* What needs to be done
Starting at the first line and ending at the last, output the data exactly.
---+---
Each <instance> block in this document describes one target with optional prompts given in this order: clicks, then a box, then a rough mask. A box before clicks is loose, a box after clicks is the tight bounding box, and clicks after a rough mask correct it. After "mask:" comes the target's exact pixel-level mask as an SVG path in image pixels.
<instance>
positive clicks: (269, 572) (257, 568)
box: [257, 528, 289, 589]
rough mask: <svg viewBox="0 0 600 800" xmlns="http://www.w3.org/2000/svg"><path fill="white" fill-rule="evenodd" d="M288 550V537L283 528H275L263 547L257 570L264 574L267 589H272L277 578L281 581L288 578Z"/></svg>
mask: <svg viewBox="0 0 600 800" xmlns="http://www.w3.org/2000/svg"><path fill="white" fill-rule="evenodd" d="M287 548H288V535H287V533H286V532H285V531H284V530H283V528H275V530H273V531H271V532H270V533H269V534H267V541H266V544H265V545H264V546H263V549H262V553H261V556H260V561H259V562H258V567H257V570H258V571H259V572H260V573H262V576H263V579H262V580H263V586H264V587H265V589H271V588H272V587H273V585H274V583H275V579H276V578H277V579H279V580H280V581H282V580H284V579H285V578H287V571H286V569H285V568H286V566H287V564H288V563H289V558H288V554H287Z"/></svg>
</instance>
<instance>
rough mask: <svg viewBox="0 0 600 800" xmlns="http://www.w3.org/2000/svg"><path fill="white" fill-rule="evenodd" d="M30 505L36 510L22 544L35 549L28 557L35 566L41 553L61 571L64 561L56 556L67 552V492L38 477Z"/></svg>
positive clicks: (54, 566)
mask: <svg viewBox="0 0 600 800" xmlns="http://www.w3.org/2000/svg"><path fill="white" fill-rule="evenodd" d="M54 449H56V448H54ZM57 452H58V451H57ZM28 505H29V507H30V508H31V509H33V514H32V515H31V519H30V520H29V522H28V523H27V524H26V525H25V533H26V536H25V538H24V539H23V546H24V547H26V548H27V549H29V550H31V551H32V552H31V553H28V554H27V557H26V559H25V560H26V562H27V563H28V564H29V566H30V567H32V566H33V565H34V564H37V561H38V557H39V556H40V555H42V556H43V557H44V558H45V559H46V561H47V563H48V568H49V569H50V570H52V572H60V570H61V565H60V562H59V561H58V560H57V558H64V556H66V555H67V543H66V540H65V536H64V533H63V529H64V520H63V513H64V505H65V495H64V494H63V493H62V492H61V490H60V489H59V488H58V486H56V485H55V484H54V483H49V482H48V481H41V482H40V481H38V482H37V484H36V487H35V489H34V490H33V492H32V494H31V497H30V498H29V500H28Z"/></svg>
---+---
* Response to the task
Each <instance> block in this document describes one target with optional prompts given in this order: clicks, then a box, then a rough mask. A box before clicks is loose, a box after clicks is the tight bounding box, and clicks after a rough mask correct it. After "mask:" comes the target's exact pixel-level mask as an SVG path in image pixels.
<instance>
positive clicks: (269, 572) (257, 568)
box: [257, 528, 289, 589]
rough mask: <svg viewBox="0 0 600 800" xmlns="http://www.w3.org/2000/svg"><path fill="white" fill-rule="evenodd" d="M288 550V537L283 528H275L263 547L257 570L264 574L267 589H272L277 578L281 581L288 578Z"/></svg>
mask: <svg viewBox="0 0 600 800" xmlns="http://www.w3.org/2000/svg"><path fill="white" fill-rule="evenodd" d="M287 548H288V535H287V533H286V532H285V531H284V530H283V528H275V530H273V531H271V532H270V533H269V534H267V541H266V544H265V545H264V546H263V549H262V553H261V556H260V561H259V562H258V567H257V570H258V571H259V572H260V573H262V576H263V579H262V580H263V586H264V587H265V589H271V588H272V587H273V585H274V583H275V579H276V578H277V579H279V580H280V581H282V580H284V579H285V578H287V571H286V569H285V568H286V566H287V564H288V563H289V558H288V554H287Z"/></svg>
</instance>
<instance>
rough mask: <svg viewBox="0 0 600 800" xmlns="http://www.w3.org/2000/svg"><path fill="white" fill-rule="evenodd" d="M30 505L36 510L22 544L35 549L28 557L35 566L41 553L61 571L64 561L56 556L67 552V492L38 477Z"/></svg>
positive clicks: (54, 566)
mask: <svg viewBox="0 0 600 800" xmlns="http://www.w3.org/2000/svg"><path fill="white" fill-rule="evenodd" d="M54 449H56V448H54ZM57 452H58V451H57ZM28 505H29V507H30V508H31V509H33V514H32V515H31V519H30V520H29V522H28V523H27V524H26V525H25V533H26V536H25V538H24V539H23V546H24V547H26V548H27V549H29V550H31V551H32V552H31V553H28V554H27V557H26V559H25V560H26V562H27V563H28V564H29V566H30V567H32V566H33V565H34V564H37V561H38V557H39V556H40V555H42V556H43V557H44V558H45V559H46V561H47V563H48V568H49V569H50V570H52V572H60V570H61V565H60V562H59V561H58V560H57V558H64V556H66V555H67V543H66V540H65V536H64V533H63V529H64V520H63V513H64V505H65V495H64V494H63V493H62V492H61V490H60V489H59V488H58V486H56V485H55V484H54V483H49V482H48V481H41V482H40V481H38V482H37V484H36V487H35V489H34V490H33V492H32V494H31V497H30V498H29V500H28Z"/></svg>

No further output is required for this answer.